[What to work on] Rename "Quickstart" to "How it works" throughout the items and write every line out again with nothing else changed. Leave the pictures out of your answer.

Extracted data entries:
★ ★ ★ ★ ★

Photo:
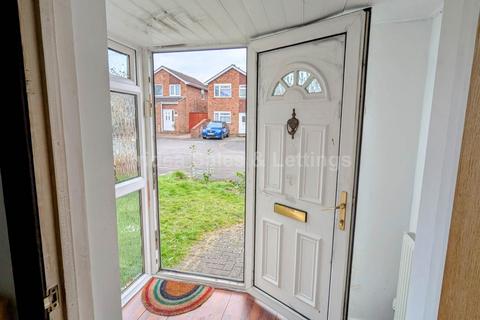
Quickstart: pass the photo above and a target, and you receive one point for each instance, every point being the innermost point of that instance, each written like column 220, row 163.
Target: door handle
column 342, row 210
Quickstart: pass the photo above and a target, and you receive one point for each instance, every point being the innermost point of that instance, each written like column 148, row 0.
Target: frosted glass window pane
column 118, row 64
column 302, row 77
column 289, row 79
column 125, row 136
column 314, row 87
column 279, row 90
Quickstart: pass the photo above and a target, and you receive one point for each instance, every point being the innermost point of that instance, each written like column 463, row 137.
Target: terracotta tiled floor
column 223, row 304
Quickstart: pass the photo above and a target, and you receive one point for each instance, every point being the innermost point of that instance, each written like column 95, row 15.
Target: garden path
column 219, row 254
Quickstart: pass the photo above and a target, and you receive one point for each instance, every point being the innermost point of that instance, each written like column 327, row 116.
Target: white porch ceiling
column 172, row 23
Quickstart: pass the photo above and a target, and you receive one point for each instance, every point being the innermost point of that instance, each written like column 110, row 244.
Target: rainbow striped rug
column 169, row 298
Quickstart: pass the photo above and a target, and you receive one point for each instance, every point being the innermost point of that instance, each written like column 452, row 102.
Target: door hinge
column 148, row 108
column 52, row 299
column 154, row 174
column 156, row 240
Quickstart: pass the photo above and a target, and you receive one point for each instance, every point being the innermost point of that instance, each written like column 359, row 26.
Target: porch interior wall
column 399, row 79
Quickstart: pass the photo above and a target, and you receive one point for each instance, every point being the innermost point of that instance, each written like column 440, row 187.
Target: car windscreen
column 215, row 125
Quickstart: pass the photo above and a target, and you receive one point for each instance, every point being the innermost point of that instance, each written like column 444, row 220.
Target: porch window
column 242, row 91
column 222, row 90
column 224, row 116
column 121, row 62
column 174, row 90
column 158, row 90
column 128, row 163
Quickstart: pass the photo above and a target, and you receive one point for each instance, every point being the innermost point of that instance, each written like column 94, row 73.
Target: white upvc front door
column 242, row 123
column 168, row 122
column 301, row 255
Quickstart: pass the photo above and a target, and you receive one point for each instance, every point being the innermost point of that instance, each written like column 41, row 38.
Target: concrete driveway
column 223, row 158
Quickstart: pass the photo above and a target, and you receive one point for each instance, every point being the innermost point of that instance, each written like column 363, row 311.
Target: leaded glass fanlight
column 300, row 78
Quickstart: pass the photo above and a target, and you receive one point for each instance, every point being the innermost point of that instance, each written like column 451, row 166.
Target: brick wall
column 193, row 101
column 234, row 104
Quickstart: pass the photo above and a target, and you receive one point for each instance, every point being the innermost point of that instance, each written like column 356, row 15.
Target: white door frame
column 354, row 26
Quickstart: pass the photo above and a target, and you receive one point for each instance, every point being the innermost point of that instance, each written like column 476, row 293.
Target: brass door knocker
column 292, row 124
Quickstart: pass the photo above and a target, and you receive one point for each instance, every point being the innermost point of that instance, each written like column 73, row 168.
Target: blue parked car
column 215, row 129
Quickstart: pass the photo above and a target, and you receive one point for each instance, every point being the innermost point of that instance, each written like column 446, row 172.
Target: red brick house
column 227, row 92
column 180, row 101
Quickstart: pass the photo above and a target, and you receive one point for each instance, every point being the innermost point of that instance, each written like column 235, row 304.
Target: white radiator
column 400, row 301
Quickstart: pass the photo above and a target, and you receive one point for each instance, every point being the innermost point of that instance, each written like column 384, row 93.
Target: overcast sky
column 201, row 64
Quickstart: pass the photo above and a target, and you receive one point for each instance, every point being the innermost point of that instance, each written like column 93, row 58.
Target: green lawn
column 129, row 237
column 189, row 209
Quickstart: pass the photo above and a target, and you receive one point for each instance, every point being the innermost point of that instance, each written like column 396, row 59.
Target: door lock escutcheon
column 342, row 210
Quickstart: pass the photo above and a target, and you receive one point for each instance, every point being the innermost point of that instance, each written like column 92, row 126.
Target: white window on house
column 158, row 90
column 174, row 90
column 225, row 116
column 222, row 90
column 121, row 62
column 242, row 91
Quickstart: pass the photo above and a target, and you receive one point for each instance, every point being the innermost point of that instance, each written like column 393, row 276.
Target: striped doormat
column 169, row 298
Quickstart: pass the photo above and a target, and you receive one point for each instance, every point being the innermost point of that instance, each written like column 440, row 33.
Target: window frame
column 244, row 88
column 175, row 85
column 155, row 90
column 215, row 118
column 219, row 86
column 139, row 183
column 132, row 65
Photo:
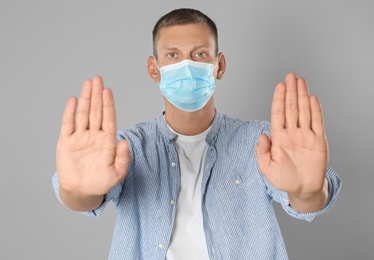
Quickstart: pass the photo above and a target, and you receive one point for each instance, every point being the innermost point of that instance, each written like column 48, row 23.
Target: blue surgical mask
column 188, row 85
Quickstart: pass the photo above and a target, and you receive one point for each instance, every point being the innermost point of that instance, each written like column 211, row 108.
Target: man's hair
column 183, row 16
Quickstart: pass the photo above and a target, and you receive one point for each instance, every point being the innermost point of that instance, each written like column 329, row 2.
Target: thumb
column 123, row 158
column 263, row 152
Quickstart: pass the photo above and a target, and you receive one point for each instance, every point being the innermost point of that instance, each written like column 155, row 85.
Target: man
column 194, row 183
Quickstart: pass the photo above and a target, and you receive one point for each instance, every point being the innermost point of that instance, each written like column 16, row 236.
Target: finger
column 304, row 104
column 317, row 116
column 83, row 109
column 277, row 109
column 291, row 106
column 109, row 112
column 96, row 108
column 67, row 126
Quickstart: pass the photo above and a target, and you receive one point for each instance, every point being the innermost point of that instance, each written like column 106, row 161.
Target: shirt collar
column 211, row 137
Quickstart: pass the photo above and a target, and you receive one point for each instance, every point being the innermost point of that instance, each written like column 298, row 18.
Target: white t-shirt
column 188, row 237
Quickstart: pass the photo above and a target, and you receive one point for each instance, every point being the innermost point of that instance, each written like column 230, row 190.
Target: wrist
column 312, row 202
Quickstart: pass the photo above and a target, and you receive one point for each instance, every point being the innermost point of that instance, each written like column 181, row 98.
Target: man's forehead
column 190, row 34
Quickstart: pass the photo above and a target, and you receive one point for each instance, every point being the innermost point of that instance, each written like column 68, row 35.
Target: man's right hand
column 89, row 162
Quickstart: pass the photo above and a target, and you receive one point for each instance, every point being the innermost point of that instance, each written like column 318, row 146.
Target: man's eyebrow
column 170, row 48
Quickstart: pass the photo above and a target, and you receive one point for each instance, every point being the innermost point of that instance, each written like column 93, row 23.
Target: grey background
column 48, row 48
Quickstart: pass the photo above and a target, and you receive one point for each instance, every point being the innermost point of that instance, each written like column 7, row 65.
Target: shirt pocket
column 243, row 207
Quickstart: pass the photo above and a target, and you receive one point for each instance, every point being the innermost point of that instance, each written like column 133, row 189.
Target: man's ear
column 221, row 66
column 153, row 70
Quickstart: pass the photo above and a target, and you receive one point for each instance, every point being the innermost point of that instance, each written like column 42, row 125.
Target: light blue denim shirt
column 238, row 216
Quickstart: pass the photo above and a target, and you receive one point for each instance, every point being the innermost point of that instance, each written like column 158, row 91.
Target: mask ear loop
column 157, row 68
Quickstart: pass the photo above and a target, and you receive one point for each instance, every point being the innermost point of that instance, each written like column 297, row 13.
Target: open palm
column 296, row 157
column 89, row 162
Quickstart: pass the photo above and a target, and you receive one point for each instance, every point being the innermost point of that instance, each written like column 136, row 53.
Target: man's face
column 180, row 42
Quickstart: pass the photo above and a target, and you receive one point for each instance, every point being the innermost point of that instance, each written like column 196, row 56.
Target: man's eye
column 172, row 55
column 201, row 55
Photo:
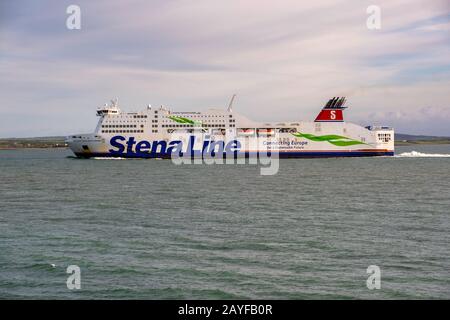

★ ★ ★ ★ ★

[Output for this exercise]
Photo:
How it works: pass the photo above and a target, and you receive one point for each instance, every point being the innermost point of that instance, each written like column 220, row 163.
Target: door handle
column 342, row 210
How it works: pass the photo above and a target, and you receive one point for each instance, every point being the innermost point of that instance, each written like column 148, row 0.
Target: frosted glass window pane
column 118, row 64
column 302, row 77
column 289, row 79
column 125, row 136
column 314, row 87
column 279, row 90
How it works: pass the photo above and a target, and you receive one point for each instance, every point being the innermost point of that instance, each written like column 463, row 137.
Target: terracotta tiled floor
column 223, row 304
How it works: pass the photo above and a target, and you receive one point for each instance, every point being the innermost point of that instance, each written like column 95, row 15.
Target: garden path
column 219, row 254
How it works: pass the photo above and a target, and you receive one point for each instance, every point being the innermost point of that instance, each written like column 327, row 116.
Target: white porch ceiling
column 172, row 23
How it works: pass the photo above and a target, and you receive one point for each instance, every point being the innermost point of that instance, each written like column 110, row 244.
Target: rainbow striped rug
column 169, row 298
How it works: pass the photo above and a target, and you receive one point for each instance, every point being the innermost point of that instance, each written like column 452, row 102.
Target: door hinge
column 148, row 108
column 52, row 299
column 154, row 174
column 156, row 240
How it works: pass the photo above and a target, and you receive one point for each instance, every point being the innermost point of that instance, each written like column 359, row 26.
Target: porch interior wall
column 399, row 79
How it works: pass the photo above and a target, and you receive one point for each instance, every point being the innermost point of that instance, each written like column 440, row 187.
Target: car windscreen
column 215, row 125
How it works: pass the photo above and a target, and you receive one point for each instance, every point being the innermost point of that instance, each written like column 444, row 220.
Target: porch window
column 242, row 91
column 222, row 90
column 224, row 116
column 121, row 62
column 174, row 90
column 158, row 90
column 128, row 163
How it works: pass the photo above and a target, and you receive one point for each instance, every point being the innermost point of that instance, each written like column 94, row 73.
Target: white upvc front door
column 242, row 123
column 168, row 122
column 301, row 255
How it works: pass the photo above and a target, and you receive one point for each instance, every point being the innermost point of that instance, each written like column 41, row 38.
Target: concrete driveway
column 223, row 158
How it works: pass the photo above and a target, and you receive one point for each instance, every point being the innermost point of that instance, each written like column 363, row 311.
Target: leaded glass fanlight
column 300, row 78
How it works: pass the photo above and a target, and you receive one point for each instance, every point being the innermost point of that instance, each written like column 451, row 166.
Target: brick wall
column 193, row 101
column 234, row 104
How it works: pass the photo above and a target, and you receive one point for each instance, every point being the innermost point of that instance, each written like column 356, row 15.
Target: white door frame
column 354, row 26
How it works: pass the photo above and a target, and you receive one point for each instance, every point being the innermost point of that instance, each written like column 476, row 293.
Target: brass door knocker
column 292, row 124
How it works: pass the photo above and a target, and you receive one point for each instance, every point being the innermost point of that instance, each written like column 73, row 168.
Target: blue parked car
column 215, row 129
How it works: pass the photo above and a target, and you receive one point for each instance, every point being the innermost point of that instance, each written like column 446, row 172.
Target: red brick house
column 227, row 92
column 180, row 101
How it works: pass the photo above and a target, and you receive one point for each instance, every point being the innermost point of that instance, each written like column 235, row 304.
Target: white radiator
column 400, row 301
How it works: pass the photo above and a target, and you receive one point for each instance, every point being the innermost point of that instance, each written like column 384, row 93.
Target: overcast sky
column 201, row 64
How it works: pass the photo above and a target, and you receive one point for each instance, every point being the innermost point of that instance, each written like column 93, row 58.
Target: green lawn
column 129, row 237
column 189, row 209
How it works: pass the photo above and a target, and you receive one point for each instance, every point being the innermost point of that instance, each written like column 396, row 59.
Target: door lock escutcheon
column 342, row 210
How it works: pass the photo above and a target, and you receive one point for each instance, every point being the innermost point of that instance, each written like column 92, row 126.
Target: white window on house
column 158, row 90
column 174, row 90
column 225, row 116
column 222, row 90
column 121, row 62
column 242, row 91
How it works: pass the photo above and a target, and you receive one point for each instance, every point being the innermost point of that instance, each written like column 393, row 276.
Target: striped doormat
column 169, row 298
How it works: pass the photo above and a target, and you receive one point for each instance, every point being the innermost point of that instance, each written like column 440, row 33.
Target: window frame
column 244, row 88
column 175, row 85
column 155, row 90
column 215, row 118
column 219, row 86
column 139, row 183
column 132, row 65
Photo:
How it works: pass the photo above and a target, and you receive one point for each instance, every point being the innermost point of that instance, each written like column 48, row 23.
Target: blue surgical mask
column 188, row 85
How it works: pass the photo above and a target, and you receive one point for each instance, every point being the innermost point of that instance, each written like column 211, row 108.
Target: man's hair
column 183, row 16
How it works: pass the photo above and a target, and you receive one point for each instance, every point being the innermost point of that instance, each written like column 329, row 2.
Target: thumb
column 123, row 158
column 263, row 152
How it works: pass the photo above and a target, and you receive one point for each instance, every point being the innermost point of that instance, each written like column 155, row 85.
Target: man
column 194, row 183
How it works: pass the photo above and a target, and you receive one point for each instance, every point being the innermost point of that instance, each written like column 16, row 236.
Target: finger
column 304, row 104
column 317, row 116
column 83, row 109
column 277, row 109
column 291, row 106
column 109, row 112
column 96, row 108
column 67, row 126
How it works: pass the photo above and a target, and you receive one point for each instance, every point being the innermost point of that instance, each written like column 106, row 161.
Target: shirt collar
column 211, row 137
How it works: pass the photo above and a target, and you receive one point for each instance, every point being the innermost point of that instance, each written like column 298, row 18.
Target: white t-shirt
column 188, row 237
How it works: pass the photo above and a target, and you receive one point for each instance, every point being the innermost point of that instance, each written like column 230, row 190.
Target: wrist
column 312, row 202
How it works: pass the photo above and a target, and you receive one point for each instance, every point being the innermost point of that instance, each written like column 181, row 98.
Target: man's forehead
column 190, row 34
How it works: pass the photo above and a target, and you receive one point for each instance, every point being the innermost point of that instance, each written like column 68, row 35.
Target: man's right hand
column 89, row 162
How it works: pass the photo above and a target, and you receive one point for each instance, every point being the innermost point of that instance, each written like column 318, row 146.
Target: man's eyebrow
column 170, row 48
How it works: pass the photo above and a target, and you receive one point for each instance, every point being the innermost point of that instance, each written like column 93, row 23.
Target: grey background
column 48, row 48
How it works: pass the photo above and a target, and you receive one point for each instance, every point being the innermost point of that instance, each written like column 7, row 65.
Target: shirt pocket
column 243, row 207
How it works: pass the photo above and a target, and you receive one point for each instance, every point being the innermost point of that instance, each written like column 133, row 189.
Target: man's ear
column 221, row 66
column 153, row 70
How it works: pass the photo above and a target, and you receive one point for each instance, every point being the innermost point of that instance, each written like column 42, row 125.
Target: light blue denim shirt
column 238, row 216
How it works: pass the photo above and a target, and you receive one point for each instance, every point being the innermost point of that instance, each written like column 158, row 91.
Target: mask ear loop
column 157, row 68
How it works: pass the photo above and a target, and you receive one point for each instance, every point being the innermost point of that instance, each written like column 297, row 13.
Target: open palm
column 296, row 157
column 89, row 162
How it works: pass the photo above and a target, and you receive one point for each instance, every point being the innermost point of that instance, each written like column 136, row 53.
Target: man's face
column 180, row 42
How it works: pass the photo above and a target, and you receive one point for each instance, every point being the innermost point of that instance, each written like column 196, row 56.
Target: man's eye
column 172, row 55
column 201, row 55
Photo:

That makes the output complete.